Exercises to complete.
• a. From the executive bonus filing, reproduce word for word the passage that begins with the words containing "Item 5.02 Departure" and ends with "of Certain Officers.".
• b. Answer these questions from the executive bonus filing:
(i) On what date did the Compensation Committee approve the cash bonuses?
(ii) What bonus amount is listed for Parker Harris?
(iii) What was Ms. Weaver's mid-year bonus payout on September 30, 2020?
• c. Continue the executive bonus filing from the point where it stops.

Item 5.02 Departure of Directors or Certain Officers; Election of Directors;
Appointment of Certain Officers; Compensatory Arrangements of Certain Officers.
On March 22, 2021, the Compensation Committee (the "Committee") of the Board of
Directors of salesforce.com, inc. (the "Company") approved cash bonuses pursuant
to the Company's Gratitude Bonus Plan to Mr. Marc Benioff, our principal
executive officer, Ms. Amy Weaver, our principal financial officer, and Messrs.
Parker Harris, Srinivas Tallapragada, and Bret Taylor, each a named executive
officer in the Company's 2020 Proxy Statement. The bonus amounts were based
primarily on the achievement of specific corporate performance goals as well as
individual performance during the Company's fiscal year 2021, from February 1,
2020 to January 31, 2021, net of mid-year bonus payouts made on September 30,
2020.

The following table sets forth the bonus amounts to be paid on or about April
15, 2021 to the Company's Named Executive Officers as approved by the Committee:
            Name                                  Position                                Bonus Amount
Marc Benioff (1)                   Chair of the Board and Chief Executive
                                   Officer                                                           $2,049,100
Amy Weaver (2)                     President and Chief Financial Officer                               $543,983
Parker Harris (3)                  Co-Founder and Chief Technology Officer                             $661,000
Srinivas Tallapragada (4)          President and Chief Engineering Officer                             $627,950
Bret Taylor (5)                    President and Chief Operating Officer                               $661,000


(1)   Mr. Benioff's mid-year bonus payout on September 30, 2020 was $775,000.
(2)   Ms. Weaver's mid-year bonus payout on September 30, 2020 was $200,000.

Labeled-object pointing entries.
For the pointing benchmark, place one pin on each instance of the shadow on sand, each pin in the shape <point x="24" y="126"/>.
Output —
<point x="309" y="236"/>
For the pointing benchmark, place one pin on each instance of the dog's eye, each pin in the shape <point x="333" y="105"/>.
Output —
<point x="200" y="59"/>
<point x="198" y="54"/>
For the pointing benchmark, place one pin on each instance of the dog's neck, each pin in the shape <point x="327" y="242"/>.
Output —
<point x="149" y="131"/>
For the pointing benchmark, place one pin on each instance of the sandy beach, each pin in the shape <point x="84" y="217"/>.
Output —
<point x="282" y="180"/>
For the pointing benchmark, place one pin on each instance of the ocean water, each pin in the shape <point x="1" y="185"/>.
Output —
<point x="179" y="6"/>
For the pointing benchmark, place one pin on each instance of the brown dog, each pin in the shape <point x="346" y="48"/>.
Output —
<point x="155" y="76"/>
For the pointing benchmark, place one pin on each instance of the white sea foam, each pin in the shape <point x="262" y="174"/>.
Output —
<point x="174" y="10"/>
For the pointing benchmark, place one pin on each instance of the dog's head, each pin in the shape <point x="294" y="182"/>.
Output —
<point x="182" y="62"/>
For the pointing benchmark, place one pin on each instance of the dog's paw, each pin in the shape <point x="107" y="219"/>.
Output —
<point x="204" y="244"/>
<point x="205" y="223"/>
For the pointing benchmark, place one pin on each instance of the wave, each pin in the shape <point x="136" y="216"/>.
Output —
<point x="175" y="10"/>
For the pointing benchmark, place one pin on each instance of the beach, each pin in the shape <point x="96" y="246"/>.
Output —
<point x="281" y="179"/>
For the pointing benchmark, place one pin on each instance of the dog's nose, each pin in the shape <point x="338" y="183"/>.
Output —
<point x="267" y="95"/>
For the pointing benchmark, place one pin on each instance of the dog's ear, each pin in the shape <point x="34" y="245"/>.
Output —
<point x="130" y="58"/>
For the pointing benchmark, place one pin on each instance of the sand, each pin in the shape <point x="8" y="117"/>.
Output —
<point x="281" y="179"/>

Results of the exercise.
• a.
Item 5.02 Departure of Directors or Certain Officers; Election of Directors;
Appointment of Certain Officers; Compensatory Arrangements of Certain Officers.

• b.
(i) March 22, 2021
(ii) $661,000
(iii) $200,000

• c.
(3)   Mr. Harris's mid-year bonus payout on September 30, 2020 was $250,000.
(4)   Mr. Tallapragada's mid-year bonus payout on September 30, 2020 was $237,500.
(5)   Mr. Taylor's mid-year bonus payout on September 30, 2020 was $250,000.



Mr. Mark Hawkins, the Company's former President and Chief Financial Officer
will also receive a cash bonus under the Gratitude Bonus Plan of $661,000 on or
about April 15, 2021, pursuant to his transition agreement with the Company. His
mid-year bonus payout on September 30, 2020 was $250,000.

Also on March 22, 2021, the Committee approved compensation arrangements for Mr.
Benioff, Ms. Weaver, and Messrs. Harris, Tallapragada, and Taylor for fiscal
year 2022 in the below amounts. The table below sets forth the annual base
salary and annual target bonus for each of the foregoing executives that are
effective as of February 1, 2021. The bonus amounts will be determined based
upon achievement of a mix of Company and individual performance objectives
pursuant to the Company's Gratitude Bonus Plan.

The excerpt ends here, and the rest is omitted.